▶ [MATERIALS PROVIDED]:
— begin —

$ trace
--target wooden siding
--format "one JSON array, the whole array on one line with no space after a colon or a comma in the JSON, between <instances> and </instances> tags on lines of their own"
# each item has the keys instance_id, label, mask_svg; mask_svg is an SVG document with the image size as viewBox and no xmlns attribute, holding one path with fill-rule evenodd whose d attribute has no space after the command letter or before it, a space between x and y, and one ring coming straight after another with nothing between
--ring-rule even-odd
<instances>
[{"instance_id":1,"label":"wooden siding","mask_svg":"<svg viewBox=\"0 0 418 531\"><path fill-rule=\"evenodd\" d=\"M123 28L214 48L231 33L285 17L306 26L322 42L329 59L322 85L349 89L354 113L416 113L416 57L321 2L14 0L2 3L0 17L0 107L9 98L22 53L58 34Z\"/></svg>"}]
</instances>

— end —

▶ [GIVEN REQUEST]: Lay out every line of the records above as a numbered list, leaving out any blank lines.

▶ [SOLUTION]:
1. $ trace
2. --target wooden siding
3. --format "one JSON array, the whole array on one line with no space after a colon or a comma in the JSON, between <instances> and </instances> tags on lines of their own"
4. # each item has the keys instance_id, label, mask_svg; mask_svg is an SVG document with the image size as viewBox and no xmlns attribute, holding one path with fill-rule evenodd whose d attribute has no space after the command letter or before it, a space between x and y, and one ring coming straight after another with nothing between
5. --ring-rule even-odd
6. <instances>
7. [{"instance_id":1,"label":"wooden siding","mask_svg":"<svg viewBox=\"0 0 418 531\"><path fill-rule=\"evenodd\" d=\"M123 28L214 48L231 33L285 17L306 26L322 42L329 59L322 85L349 89L354 113L416 113L416 57L321 2L14 0L2 3L0 17L0 107L9 98L22 53L58 34Z\"/></svg>"}]
8. </instances>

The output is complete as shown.